• **Source data**:
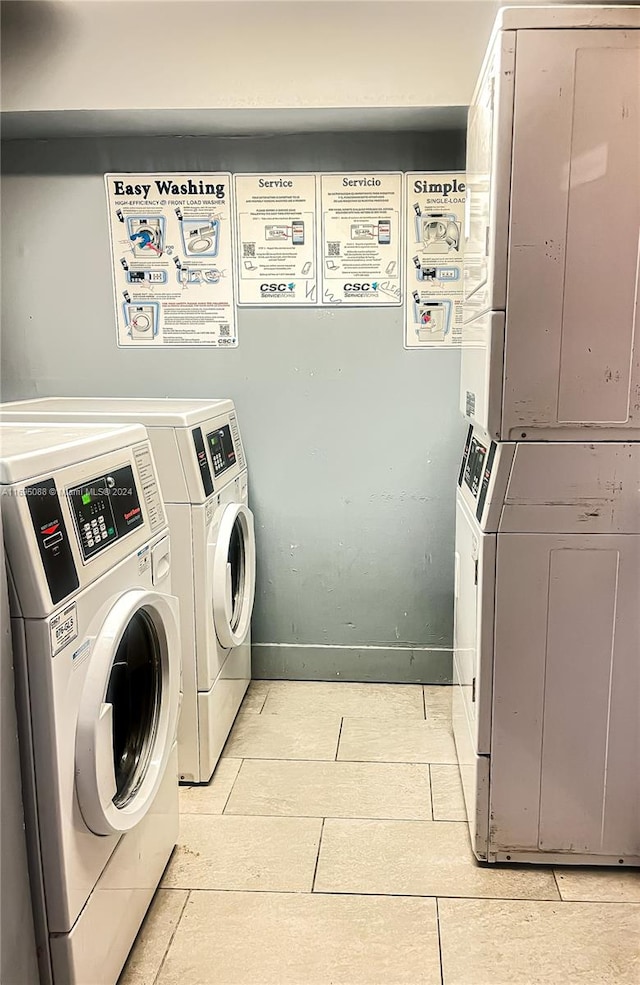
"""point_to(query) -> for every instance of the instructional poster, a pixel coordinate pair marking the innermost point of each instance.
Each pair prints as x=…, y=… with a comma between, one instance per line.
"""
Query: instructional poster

--

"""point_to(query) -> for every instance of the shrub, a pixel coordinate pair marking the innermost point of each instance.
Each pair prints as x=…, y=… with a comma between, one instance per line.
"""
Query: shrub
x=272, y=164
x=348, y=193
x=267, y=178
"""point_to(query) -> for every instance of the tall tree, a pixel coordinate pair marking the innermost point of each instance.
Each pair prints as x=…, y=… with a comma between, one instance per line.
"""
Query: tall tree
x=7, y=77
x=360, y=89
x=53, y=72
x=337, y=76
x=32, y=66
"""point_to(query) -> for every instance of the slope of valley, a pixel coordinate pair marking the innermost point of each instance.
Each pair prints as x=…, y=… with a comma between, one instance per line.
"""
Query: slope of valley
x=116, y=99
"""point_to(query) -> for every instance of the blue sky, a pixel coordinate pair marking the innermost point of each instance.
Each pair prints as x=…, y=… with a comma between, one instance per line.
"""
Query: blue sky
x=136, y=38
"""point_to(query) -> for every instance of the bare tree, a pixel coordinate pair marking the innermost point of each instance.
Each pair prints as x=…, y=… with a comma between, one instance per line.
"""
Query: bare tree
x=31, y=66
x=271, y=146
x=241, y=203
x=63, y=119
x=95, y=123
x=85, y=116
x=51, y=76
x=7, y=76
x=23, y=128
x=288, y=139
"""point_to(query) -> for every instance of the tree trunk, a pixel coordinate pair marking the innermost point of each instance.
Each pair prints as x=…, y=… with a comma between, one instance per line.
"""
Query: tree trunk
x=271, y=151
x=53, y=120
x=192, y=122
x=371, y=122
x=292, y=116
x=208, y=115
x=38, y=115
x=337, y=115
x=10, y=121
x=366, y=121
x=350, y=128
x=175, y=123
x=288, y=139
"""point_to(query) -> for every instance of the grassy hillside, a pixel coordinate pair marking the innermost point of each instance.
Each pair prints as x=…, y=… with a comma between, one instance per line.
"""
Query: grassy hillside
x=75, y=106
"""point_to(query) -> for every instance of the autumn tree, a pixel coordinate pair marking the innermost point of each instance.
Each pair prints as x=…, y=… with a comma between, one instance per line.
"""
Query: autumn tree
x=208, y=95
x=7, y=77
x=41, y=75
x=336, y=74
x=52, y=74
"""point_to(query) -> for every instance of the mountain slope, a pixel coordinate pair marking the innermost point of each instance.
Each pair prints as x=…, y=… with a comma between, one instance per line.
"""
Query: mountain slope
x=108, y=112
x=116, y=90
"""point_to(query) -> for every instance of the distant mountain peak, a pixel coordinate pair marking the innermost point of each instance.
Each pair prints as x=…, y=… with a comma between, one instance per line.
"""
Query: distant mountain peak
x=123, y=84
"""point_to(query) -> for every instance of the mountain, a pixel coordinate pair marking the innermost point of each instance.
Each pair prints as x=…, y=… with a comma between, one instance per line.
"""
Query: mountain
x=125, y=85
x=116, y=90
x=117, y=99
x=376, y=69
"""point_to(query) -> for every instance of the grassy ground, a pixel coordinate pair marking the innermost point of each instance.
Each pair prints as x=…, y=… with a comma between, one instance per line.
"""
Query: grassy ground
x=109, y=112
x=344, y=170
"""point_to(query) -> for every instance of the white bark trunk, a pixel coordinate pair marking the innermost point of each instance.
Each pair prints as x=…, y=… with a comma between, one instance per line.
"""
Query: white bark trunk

• **What you will do**: The range runs from the line above containing "of the instructional" to the line containing "Query: instructional poster", inclusive. Restate those lines word for word and no others.

• **Response**:
"""point_to(query) -> for every instance of the instructional poster, a pixel coordinate pair marking the innermost point of each instance.
Each pair prints as x=…, y=… with a comma between, one instance per line.
"""
Query: instructional poster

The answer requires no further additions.